## Fragmento de texto
= = = =
Parece ser que, durante un tiempo, Homo erectus fue la única especie homínida. Se trataba de unas criaturas con un espíritu aventurero sin precedentes que se esparcieron por el globo aparentemente con lo que parece haber sido una rapidez pasmosa. El testimonio fósil, si se interpreta literalmente, indica que algunos miembros de la especie llegaron a Java al mismo tiempo que dejaban África, o incluso un poco antes. Esto ha llevado a algunos científicos optimistas a decir que tal vez el hombre moderno no surgió ni mucho menos en África, sino en Asia... lo que sería notable, por no decir milagroso, pues nunca se ha hallado ninguna especie precursora posible nunca fuera de África. Los homínidos asiáticos habrían tenido que aparecer por generación espontánea, como si dijésemos. Y de todos modos, un inicio asiático no haría más que invertir el problema de su expansión; aún habría que explicar cómo la gente de Java llegó luego tan deprisa a África.
Hay varias alternativas más plausibles para explicar cómo Homo erectus se las arregló para aparecer tan pronto en Asia después de su primera aparición en África. En primer lugar, hay sus más y sus menos en la datación de restos humanos primitivos. Si la antigüedad real de los huesos africanos es el extremo más elevado del ámbito de estimaciones o la de los de Java el extremo más bajo, habría habido tiempo de sobra para qué el Homo erectus africano pudiese llegar hasta Asia. Es también muy posible que aún puedan descubrirse huesos de Homo erectus más antiguos en África. Además, las fechas de Java podrían ser completamente erróneas.
Lo que es seguro es que en un momento de hace bastante más de un millón de años, algunos seres nuevos, relativamente modernos y que caminaban erguidos abandonaron África y se esparcieron audazmente por gran parte del globo. Es posible que lo hiciesen muy deprisa, aumentando su ámbito de ocupación hasta 40 kilómetros al año como media, todo ello teniendo que salvar cadenas de montañas, ríos, desiertos y otros obstáculos y que adaptarse a diferencias de clima y de fuentes de alimentación. Es especialmente misterioso cómo pasaron por la orilla occidental del mar Rojo, una zona famosa por su terrible aridez hoy, pero aún más seca en el pasado. Es una curiosa ironía que las condiciones que les impulsaron a dejar África hiciesen que les resultase mucho más difícil hacerlo. Pero lo cierto es que consiguieron dar con una ruta que les permitió sortear todos los obstáculos y poder prosperar en las tierras que había más allá. Y me temo que es ahí donde se acaban las coincidencias. Lo que pasó después en la historia del desarrollo humano es tema de largo y rencoroso debate, como veremos en el capítulo siguiente.
Pero, antes de continuar, conviene que recordemos que todos esos tejemanejes evolutivos, a lo largo de 5.000 millones de años, desde el lejano y desconcertado australopitecino al humano plenamente moderno, produjeron una criatura que aún es genéticamente indiferenciable en un 98,4 % del chimpancé moderno. Hay más diferencias entre una cebra y un caballo, o entre un delfín y una marsopa, que la que hay entre tú y las criaturas peludas que dejaron atrás tus lejanos ancestros cuando se disponían a apoderarse del mundo.
= = = =
## Información mostrada
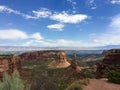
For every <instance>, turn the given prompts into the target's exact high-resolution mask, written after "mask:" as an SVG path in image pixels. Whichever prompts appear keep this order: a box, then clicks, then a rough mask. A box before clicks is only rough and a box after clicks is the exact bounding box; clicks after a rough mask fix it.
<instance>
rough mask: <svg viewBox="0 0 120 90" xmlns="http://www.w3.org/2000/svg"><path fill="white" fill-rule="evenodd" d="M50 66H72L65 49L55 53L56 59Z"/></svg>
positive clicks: (54, 57) (67, 66) (55, 56)
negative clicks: (66, 53)
mask: <svg viewBox="0 0 120 90" xmlns="http://www.w3.org/2000/svg"><path fill="white" fill-rule="evenodd" d="M49 66H50V67H53V68H64V67H68V66H70V63H69V62H68V60H67V55H66V53H65V52H64V51H59V52H56V54H55V55H54V60H53V61H52V62H51V63H50V65H49Z"/></svg>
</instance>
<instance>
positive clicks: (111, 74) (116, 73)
mask: <svg viewBox="0 0 120 90" xmlns="http://www.w3.org/2000/svg"><path fill="white" fill-rule="evenodd" d="M105 76H106V77H107V78H108V80H109V81H110V82H113V83H117V84H120V70H112V71H110V72H108V73H107V74H106V75H105Z"/></svg>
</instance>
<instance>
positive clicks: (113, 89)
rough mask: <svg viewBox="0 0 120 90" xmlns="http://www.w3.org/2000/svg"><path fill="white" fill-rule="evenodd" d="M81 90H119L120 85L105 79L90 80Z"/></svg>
mask: <svg viewBox="0 0 120 90" xmlns="http://www.w3.org/2000/svg"><path fill="white" fill-rule="evenodd" d="M83 90H120V84H114V83H110V82H108V81H107V79H90V83H89V84H88V86H85V87H84V88H83Z"/></svg>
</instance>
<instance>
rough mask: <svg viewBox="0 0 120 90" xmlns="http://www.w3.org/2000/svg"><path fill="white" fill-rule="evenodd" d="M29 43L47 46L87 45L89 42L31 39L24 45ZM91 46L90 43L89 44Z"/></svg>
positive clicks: (31, 43)
mask: <svg viewBox="0 0 120 90" xmlns="http://www.w3.org/2000/svg"><path fill="white" fill-rule="evenodd" d="M29 45H34V46H37V45H41V46H45V47H78V46H79V47H80V46H84V47H87V45H88V43H86V42H82V41H75V40H66V39H57V40H30V41H28V42H26V43H25V44H24V46H29ZM89 46H90V44H89Z"/></svg>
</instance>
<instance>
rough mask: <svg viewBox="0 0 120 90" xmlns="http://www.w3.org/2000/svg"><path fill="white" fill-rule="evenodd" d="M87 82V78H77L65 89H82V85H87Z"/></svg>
mask: <svg viewBox="0 0 120 90" xmlns="http://www.w3.org/2000/svg"><path fill="white" fill-rule="evenodd" d="M88 83H89V80H88V79H83V80H78V81H75V82H73V83H72V84H71V85H70V86H69V87H67V88H66V89H65V90H82V89H83V86H84V85H87V84H88Z"/></svg>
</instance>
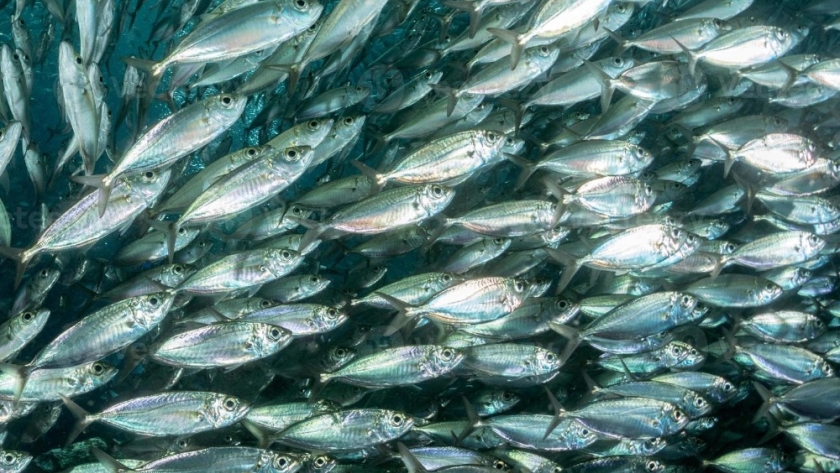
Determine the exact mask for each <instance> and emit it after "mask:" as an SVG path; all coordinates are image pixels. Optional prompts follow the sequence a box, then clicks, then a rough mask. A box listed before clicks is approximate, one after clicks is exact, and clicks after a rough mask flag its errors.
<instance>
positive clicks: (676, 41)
mask: <svg viewBox="0 0 840 473" xmlns="http://www.w3.org/2000/svg"><path fill="white" fill-rule="evenodd" d="M671 39H673V40H674V42H675V43H677V46H679V47H680V49H681V50H682V52H683V53H685V55H686V56H688V73H689V74H691V77H692V78H694V79H695V80H696V79H697V60H698V59H699V58H698V57H697V54H695V53H694V51H692V50H690V49H688V47H687V46H686V45H684V44H682V43H681V42H680V40H678V39H677V38H674V37H673V36H671Z"/></svg>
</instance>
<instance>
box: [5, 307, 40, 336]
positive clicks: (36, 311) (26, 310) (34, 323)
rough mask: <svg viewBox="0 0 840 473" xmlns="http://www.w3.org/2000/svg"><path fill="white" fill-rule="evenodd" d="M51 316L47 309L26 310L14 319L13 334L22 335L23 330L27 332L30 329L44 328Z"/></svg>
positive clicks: (12, 329) (13, 325) (17, 315)
mask: <svg viewBox="0 0 840 473" xmlns="http://www.w3.org/2000/svg"><path fill="white" fill-rule="evenodd" d="M49 316H50V311H49V310H47V309H43V308H41V309H33V310H25V311H23V312H21V313H19V314H17V315H16V316H15V317H13V318H12V320H11V323H10V326H11V333H13V334H14V333H20V331H21V330H27V328H28V327H43V325H44V324H45V323H46V322H47V319H48V318H49Z"/></svg>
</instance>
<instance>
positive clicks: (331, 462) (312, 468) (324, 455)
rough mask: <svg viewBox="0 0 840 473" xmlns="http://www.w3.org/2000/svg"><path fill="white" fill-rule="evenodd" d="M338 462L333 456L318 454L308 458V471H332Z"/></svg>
mask: <svg viewBox="0 0 840 473" xmlns="http://www.w3.org/2000/svg"><path fill="white" fill-rule="evenodd" d="M336 465H338V463H337V462H336V460H335V458H331V457H328V456H326V455H318V456H316V457H312V458H311V459H309V471H311V472H313V473H325V472H328V471H332V469H333V468H335V467H336Z"/></svg>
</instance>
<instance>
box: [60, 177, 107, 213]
mask: <svg viewBox="0 0 840 473" xmlns="http://www.w3.org/2000/svg"><path fill="white" fill-rule="evenodd" d="M70 180H72V181H74V182H78V183H79V184H84V185H86V186H91V187H96V188H97V189H99V201H98V203H97V205H98V207H99V216H100V217H102V216H103V215H105V210H106V209H107V207H108V199H110V198H111V189H112V187H113V185H114V184H113V182H112V180H111V177H110V174H98V175H95V176H71V177H70Z"/></svg>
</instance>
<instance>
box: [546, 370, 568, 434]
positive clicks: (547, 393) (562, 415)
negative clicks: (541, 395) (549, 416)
mask: <svg viewBox="0 0 840 473" xmlns="http://www.w3.org/2000/svg"><path fill="white" fill-rule="evenodd" d="M542 387H543V389H544V390H545V394H546V395H547V396H548V400H549V402H551V407H552V408H553V409H554V418H553V419H551V423H549V424H548V427H546V429H545V434H544V435H543V440H545V439H547V438H548V436H549V435H551V433H552V432H554V429H556V428H557V426H558V425H560V421H561V420H562V419H563V416H564V415H565V414H566V410H565V409H563V406H562V405H561V404H560V401H558V400H557V396H555V395H554V393H552V392H551V390H550V389H548V386H546V385H544V384H543V385H542Z"/></svg>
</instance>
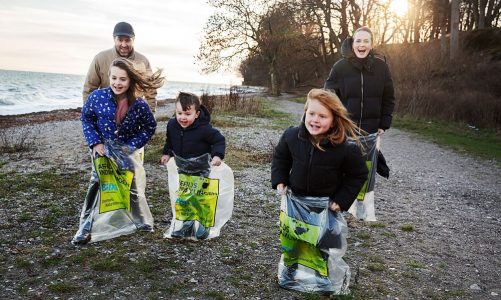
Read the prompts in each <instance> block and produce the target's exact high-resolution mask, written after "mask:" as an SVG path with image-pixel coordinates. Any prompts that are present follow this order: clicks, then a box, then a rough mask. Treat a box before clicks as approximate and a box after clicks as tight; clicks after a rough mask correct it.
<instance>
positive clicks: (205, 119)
mask: <svg viewBox="0 0 501 300" xmlns="http://www.w3.org/2000/svg"><path fill="white" fill-rule="evenodd" d="M197 121H198V123H199V124H200V125H202V124H208V123H210V112H209V110H208V109H207V107H205V106H204V105H203V104H201V105H200V115H199V116H198V119H197Z"/></svg>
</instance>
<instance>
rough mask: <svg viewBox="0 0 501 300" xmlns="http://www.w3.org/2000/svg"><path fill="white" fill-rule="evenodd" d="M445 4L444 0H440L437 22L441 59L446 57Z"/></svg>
mask: <svg viewBox="0 0 501 300" xmlns="http://www.w3.org/2000/svg"><path fill="white" fill-rule="evenodd" d="M446 12H447V4H444V1H442V3H441V5H440V7H439V16H438V23H439V26H440V57H441V58H442V59H444V61H445V59H446V58H447V37H446V34H447V24H446V20H447V15H446Z"/></svg>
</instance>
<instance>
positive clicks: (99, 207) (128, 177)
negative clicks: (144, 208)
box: [94, 157, 134, 214]
mask: <svg viewBox="0 0 501 300" xmlns="http://www.w3.org/2000/svg"><path fill="white" fill-rule="evenodd" d="M94 167H95V169H96V172H97V175H98V177H99V183H100V185H99V194H100V205H99V213H100V214H102V213H105V212H109V211H113V210H118V209H127V210H129V211H130V186H131V184H132V179H133V177H134V173H133V172H131V171H119V170H118V167H117V165H116V164H115V162H114V161H113V160H111V159H109V158H108V157H98V158H96V159H94Z"/></svg>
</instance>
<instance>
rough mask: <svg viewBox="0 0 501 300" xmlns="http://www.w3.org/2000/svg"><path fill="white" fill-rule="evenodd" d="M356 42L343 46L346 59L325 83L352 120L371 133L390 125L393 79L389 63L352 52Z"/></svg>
mask: <svg viewBox="0 0 501 300" xmlns="http://www.w3.org/2000/svg"><path fill="white" fill-rule="evenodd" d="M352 44H353V39H352V38H347V39H346V40H345V41H344V42H343V44H342V46H341V54H342V56H343V58H341V59H340V60H338V61H337V62H336V63H335V64H334V66H333V67H332V69H331V72H330V74H329V77H328V78H327V80H326V81H325V84H324V88H325V89H329V90H333V91H335V92H336V94H337V95H338V96H339V98H340V99H341V102H343V104H344V106H345V107H346V109H347V110H348V112H349V113H350V117H351V119H352V120H353V121H354V122H355V123H356V124H357V125H358V126H359V127H361V128H362V129H363V130H365V131H367V132H368V133H375V132H377V130H378V128H382V129H385V130H386V129H388V128H390V126H391V120H392V113H393V109H394V107H395V95H394V90H393V80H392V78H391V74H390V70H389V68H388V65H387V64H386V62H385V61H384V60H383V59H381V58H379V57H377V56H375V55H374V53H373V51H371V53H369V55H368V57H367V58H366V59H359V58H357V57H356V56H355V53H353V49H352Z"/></svg>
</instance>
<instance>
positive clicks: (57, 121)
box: [0, 99, 175, 129]
mask: <svg viewBox="0 0 501 300" xmlns="http://www.w3.org/2000/svg"><path fill="white" fill-rule="evenodd" d="M174 101H175V99H162V100H157V112H156V114H158V113H159V111H161V110H163V108H164V107H166V106H167V105H168V104H170V103H174ZM81 111H82V107H77V108H66V109H56V110H49V111H38V112H31V113H25V114H18V115H0V129H6V128H12V127H20V126H26V125H35V124H42V123H47V122H61V121H76V120H79V119H80V114H81Z"/></svg>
= = = =
## Problema 1
Según el fragmento de texto, ¿cuánto pudieron aumentar de media al año su ámbito de ocupación aquellos seres que abandonaron África?
## Problema 2
Reproduce literalmente la parte del fragmento de texto que empieza en "Pero, antes de" y termina en "apoderarse del mundo.".

## Resultado 1
Hasta 40 kilómetros al año como media.

## Resultado 2
Pero, antes de continuar, conviene que recordemos que todos esos tejemanejes evolutivos, a lo largo de 5.000 millones de años, desde el lejano y desconcertado australopitecino al humano plenamente moderno, produjeron una criatura que aún es genéticamente indiferenciable en un 98,4 % del chimpancé moderno. Hay más diferencias entre una cebra y un caballo, o entre un delfín y una marsopa, que la que hay entre tú y las criaturas peludas que dejaron atrás tus lejanos ancestros cuando se disponían a apoderarse del mundo.